[[ Source information open ]]
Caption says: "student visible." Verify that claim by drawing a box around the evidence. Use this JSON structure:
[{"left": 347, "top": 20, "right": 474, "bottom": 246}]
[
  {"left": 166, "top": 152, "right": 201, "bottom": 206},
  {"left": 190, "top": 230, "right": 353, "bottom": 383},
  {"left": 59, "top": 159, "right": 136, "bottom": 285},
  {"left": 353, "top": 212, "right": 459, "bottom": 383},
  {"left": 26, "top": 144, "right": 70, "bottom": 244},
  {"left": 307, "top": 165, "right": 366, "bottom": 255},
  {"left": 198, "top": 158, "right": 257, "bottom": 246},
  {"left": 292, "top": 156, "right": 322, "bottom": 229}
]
[[ Source information closed ]]
[[ Source information open ]]
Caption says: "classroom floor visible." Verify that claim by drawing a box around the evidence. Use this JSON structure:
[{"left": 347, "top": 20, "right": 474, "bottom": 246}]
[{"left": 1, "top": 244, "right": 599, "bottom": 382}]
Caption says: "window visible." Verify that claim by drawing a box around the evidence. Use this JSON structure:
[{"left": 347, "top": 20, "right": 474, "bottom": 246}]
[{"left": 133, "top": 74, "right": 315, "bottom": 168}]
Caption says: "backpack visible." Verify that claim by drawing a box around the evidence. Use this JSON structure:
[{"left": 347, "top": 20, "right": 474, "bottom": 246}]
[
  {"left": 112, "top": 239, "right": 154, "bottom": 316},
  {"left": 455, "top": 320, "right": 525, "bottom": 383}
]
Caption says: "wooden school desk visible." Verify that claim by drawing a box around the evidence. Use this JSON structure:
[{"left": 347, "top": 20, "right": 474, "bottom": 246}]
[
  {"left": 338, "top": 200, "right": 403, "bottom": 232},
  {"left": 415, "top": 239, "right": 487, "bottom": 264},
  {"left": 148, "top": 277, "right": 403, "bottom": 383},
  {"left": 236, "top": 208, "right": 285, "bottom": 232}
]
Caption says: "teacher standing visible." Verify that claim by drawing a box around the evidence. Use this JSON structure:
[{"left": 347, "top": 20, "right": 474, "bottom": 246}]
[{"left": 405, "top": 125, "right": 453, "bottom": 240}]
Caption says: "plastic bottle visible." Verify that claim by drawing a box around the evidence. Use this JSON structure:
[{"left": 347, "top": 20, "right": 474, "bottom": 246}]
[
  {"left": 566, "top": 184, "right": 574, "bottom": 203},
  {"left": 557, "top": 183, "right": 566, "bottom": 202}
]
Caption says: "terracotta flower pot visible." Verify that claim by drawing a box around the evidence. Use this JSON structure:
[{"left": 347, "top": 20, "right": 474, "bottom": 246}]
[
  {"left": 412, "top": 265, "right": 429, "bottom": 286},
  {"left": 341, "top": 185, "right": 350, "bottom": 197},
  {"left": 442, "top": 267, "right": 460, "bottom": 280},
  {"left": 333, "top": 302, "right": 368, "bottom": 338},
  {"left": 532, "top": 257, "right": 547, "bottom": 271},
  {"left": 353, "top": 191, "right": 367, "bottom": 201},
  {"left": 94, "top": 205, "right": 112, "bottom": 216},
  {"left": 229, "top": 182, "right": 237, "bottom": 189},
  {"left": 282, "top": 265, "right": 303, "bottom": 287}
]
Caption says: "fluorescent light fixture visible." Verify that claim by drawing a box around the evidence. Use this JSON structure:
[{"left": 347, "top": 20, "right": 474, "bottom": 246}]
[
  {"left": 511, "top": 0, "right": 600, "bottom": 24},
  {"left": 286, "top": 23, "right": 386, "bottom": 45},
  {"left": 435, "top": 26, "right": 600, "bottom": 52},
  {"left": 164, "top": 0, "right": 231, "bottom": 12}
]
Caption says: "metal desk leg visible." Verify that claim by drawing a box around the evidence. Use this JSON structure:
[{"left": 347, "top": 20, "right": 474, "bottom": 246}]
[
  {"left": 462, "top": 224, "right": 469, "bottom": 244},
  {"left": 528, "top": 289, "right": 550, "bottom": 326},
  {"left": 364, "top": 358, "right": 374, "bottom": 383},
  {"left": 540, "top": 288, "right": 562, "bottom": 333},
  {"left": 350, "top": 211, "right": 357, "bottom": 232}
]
[[ Source information closed ]]
[[ Source information open ]]
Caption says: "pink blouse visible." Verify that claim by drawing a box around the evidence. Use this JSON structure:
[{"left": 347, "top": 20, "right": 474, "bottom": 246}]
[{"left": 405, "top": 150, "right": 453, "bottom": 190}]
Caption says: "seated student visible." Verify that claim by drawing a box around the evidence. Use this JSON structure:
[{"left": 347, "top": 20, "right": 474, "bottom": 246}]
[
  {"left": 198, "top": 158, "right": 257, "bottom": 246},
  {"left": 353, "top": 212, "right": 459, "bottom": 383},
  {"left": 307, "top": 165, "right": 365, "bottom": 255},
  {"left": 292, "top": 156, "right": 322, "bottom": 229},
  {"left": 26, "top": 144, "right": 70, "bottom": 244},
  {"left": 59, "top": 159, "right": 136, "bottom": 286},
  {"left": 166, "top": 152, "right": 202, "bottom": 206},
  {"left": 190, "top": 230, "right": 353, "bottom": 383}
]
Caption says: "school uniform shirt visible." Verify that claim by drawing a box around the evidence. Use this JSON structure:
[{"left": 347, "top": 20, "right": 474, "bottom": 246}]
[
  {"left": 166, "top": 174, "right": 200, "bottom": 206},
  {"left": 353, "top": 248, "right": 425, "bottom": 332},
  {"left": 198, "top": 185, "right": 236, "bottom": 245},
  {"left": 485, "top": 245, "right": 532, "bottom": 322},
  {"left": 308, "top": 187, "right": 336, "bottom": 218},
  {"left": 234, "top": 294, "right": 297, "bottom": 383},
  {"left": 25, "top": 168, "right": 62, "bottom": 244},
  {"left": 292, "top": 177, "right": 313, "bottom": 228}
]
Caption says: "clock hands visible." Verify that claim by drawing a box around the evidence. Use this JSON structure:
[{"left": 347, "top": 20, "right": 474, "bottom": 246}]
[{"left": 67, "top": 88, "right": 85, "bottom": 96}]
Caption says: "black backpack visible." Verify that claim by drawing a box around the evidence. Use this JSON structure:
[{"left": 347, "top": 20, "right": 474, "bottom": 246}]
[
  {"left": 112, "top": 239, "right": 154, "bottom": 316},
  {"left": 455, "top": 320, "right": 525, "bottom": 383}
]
[[ Source information closed ]]
#### [Goal of the exercise]
Filter the data down to the lines that contain the string "student", and copy them.

#### [Reply to the task]
Caption says: "student visible." Verify that claim by drawing a box around the evidence. Use this JSON structure:
Caption says: "seated student visible." Verify that claim by drawing a box around the evidence. Use this JSON structure:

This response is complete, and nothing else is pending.